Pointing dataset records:
+++

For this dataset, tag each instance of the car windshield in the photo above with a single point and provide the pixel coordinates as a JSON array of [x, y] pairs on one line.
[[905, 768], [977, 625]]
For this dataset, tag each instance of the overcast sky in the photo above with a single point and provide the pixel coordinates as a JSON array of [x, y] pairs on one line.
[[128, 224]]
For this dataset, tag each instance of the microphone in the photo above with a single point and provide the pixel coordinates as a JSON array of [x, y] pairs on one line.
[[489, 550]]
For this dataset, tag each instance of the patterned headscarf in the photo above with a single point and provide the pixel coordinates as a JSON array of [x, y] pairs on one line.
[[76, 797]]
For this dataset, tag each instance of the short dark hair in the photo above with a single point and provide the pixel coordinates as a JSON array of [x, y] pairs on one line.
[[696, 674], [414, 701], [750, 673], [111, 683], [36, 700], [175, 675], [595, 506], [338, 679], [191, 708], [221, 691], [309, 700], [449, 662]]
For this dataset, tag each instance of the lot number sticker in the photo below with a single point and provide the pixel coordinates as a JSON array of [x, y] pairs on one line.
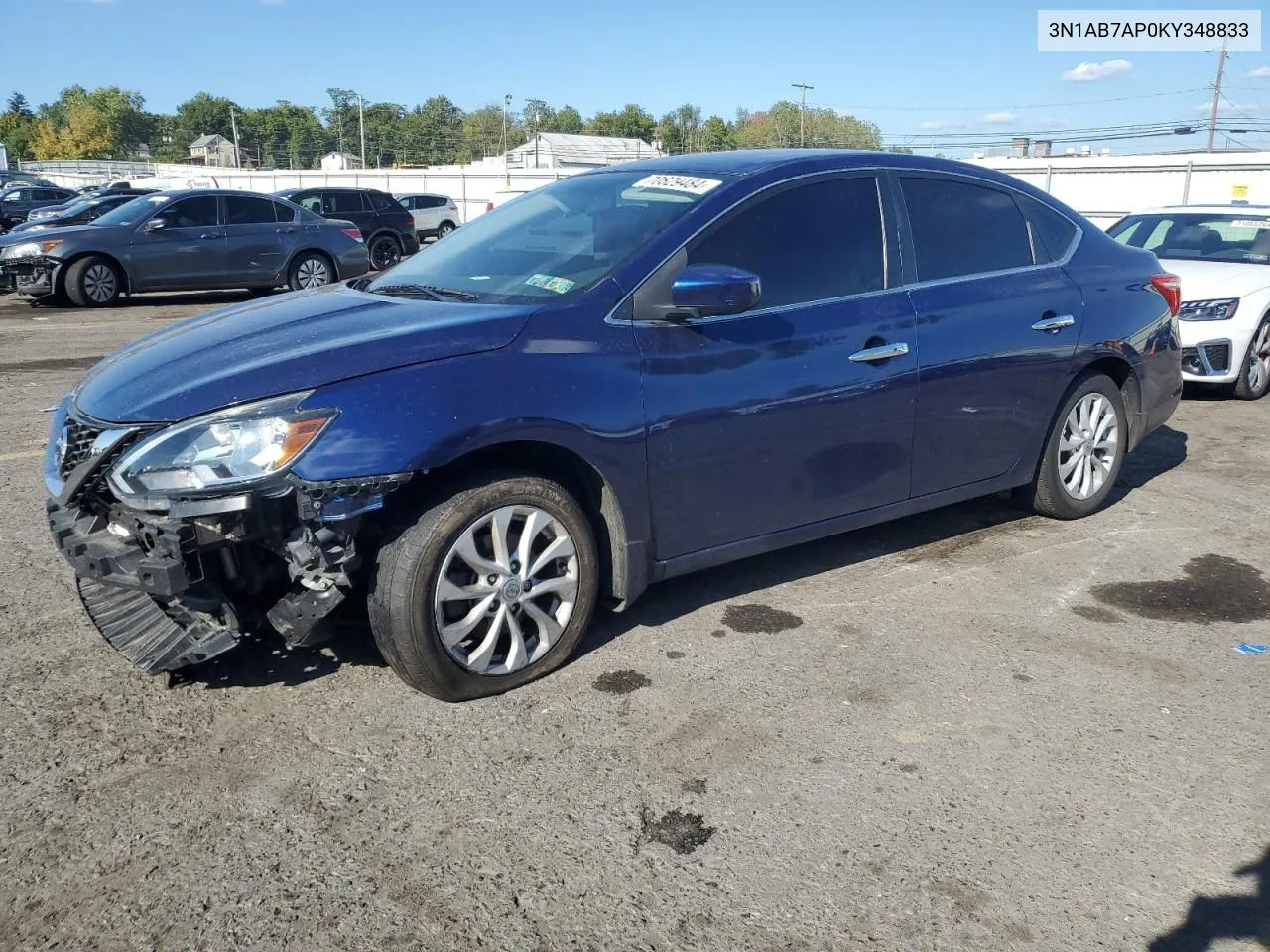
[[679, 182]]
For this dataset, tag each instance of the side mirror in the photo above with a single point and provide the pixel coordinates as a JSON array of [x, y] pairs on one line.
[[712, 290]]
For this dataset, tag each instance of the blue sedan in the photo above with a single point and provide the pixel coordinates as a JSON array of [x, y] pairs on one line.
[[625, 376]]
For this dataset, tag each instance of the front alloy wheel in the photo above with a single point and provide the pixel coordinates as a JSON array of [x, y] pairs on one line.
[[486, 589]]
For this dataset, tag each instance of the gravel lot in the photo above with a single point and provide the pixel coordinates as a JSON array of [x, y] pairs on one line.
[[968, 730]]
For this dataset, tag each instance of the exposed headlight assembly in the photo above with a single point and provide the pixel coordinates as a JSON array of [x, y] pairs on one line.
[[30, 249], [222, 451], [1207, 309]]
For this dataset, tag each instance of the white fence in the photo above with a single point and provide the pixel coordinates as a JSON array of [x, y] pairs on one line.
[[1102, 188]]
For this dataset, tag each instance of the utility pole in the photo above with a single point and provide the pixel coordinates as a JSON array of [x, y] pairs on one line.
[[507, 169], [802, 113], [361, 123], [238, 160], [1216, 96]]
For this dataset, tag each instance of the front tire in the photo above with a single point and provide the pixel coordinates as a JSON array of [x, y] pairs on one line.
[[485, 590], [1083, 453], [93, 282], [1255, 377]]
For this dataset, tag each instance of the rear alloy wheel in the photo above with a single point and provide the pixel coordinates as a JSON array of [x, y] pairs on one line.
[[486, 590], [1083, 453], [93, 282], [1255, 380], [310, 271], [385, 252]]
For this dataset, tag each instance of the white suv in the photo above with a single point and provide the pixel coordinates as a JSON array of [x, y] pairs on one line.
[[435, 216], [1222, 255]]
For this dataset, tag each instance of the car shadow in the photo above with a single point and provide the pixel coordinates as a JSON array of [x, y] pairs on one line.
[[263, 660], [1211, 918]]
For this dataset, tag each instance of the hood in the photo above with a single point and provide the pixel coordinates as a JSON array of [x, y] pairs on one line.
[[298, 341], [1213, 281]]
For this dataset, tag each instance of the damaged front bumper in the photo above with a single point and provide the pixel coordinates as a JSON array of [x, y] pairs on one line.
[[175, 588], [36, 277]]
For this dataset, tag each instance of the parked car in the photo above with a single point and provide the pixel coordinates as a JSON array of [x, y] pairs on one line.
[[17, 203], [435, 216], [81, 211], [389, 229], [624, 376], [1222, 254], [185, 240]]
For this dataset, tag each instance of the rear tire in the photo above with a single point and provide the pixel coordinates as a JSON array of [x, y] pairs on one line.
[[502, 631], [1083, 454], [1255, 371], [93, 282]]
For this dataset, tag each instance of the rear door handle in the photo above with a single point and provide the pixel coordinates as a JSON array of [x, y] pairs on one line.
[[879, 353], [1053, 324]]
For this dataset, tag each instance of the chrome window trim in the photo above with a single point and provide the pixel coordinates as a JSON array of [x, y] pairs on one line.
[[874, 171]]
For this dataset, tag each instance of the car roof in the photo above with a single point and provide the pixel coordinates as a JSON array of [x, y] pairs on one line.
[[1206, 209]]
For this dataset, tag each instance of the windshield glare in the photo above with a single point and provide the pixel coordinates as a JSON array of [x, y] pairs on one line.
[[557, 240], [132, 212], [1243, 236]]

+++

Your objective: Copy out the stretch of the material from the line containing "For this dataset, tag each instance of the rear tire" through the line containing "[[502, 631], [1083, 454], [1255, 371], [93, 282]]", with no changes.

Result of the exercise:
For this dataset, tag each instance of the rear tire in the photo above with a single point and provide the pixel coordinates as a JSON array of [x, y] pairs on one line.
[[502, 631], [1083, 454], [1255, 371], [93, 282]]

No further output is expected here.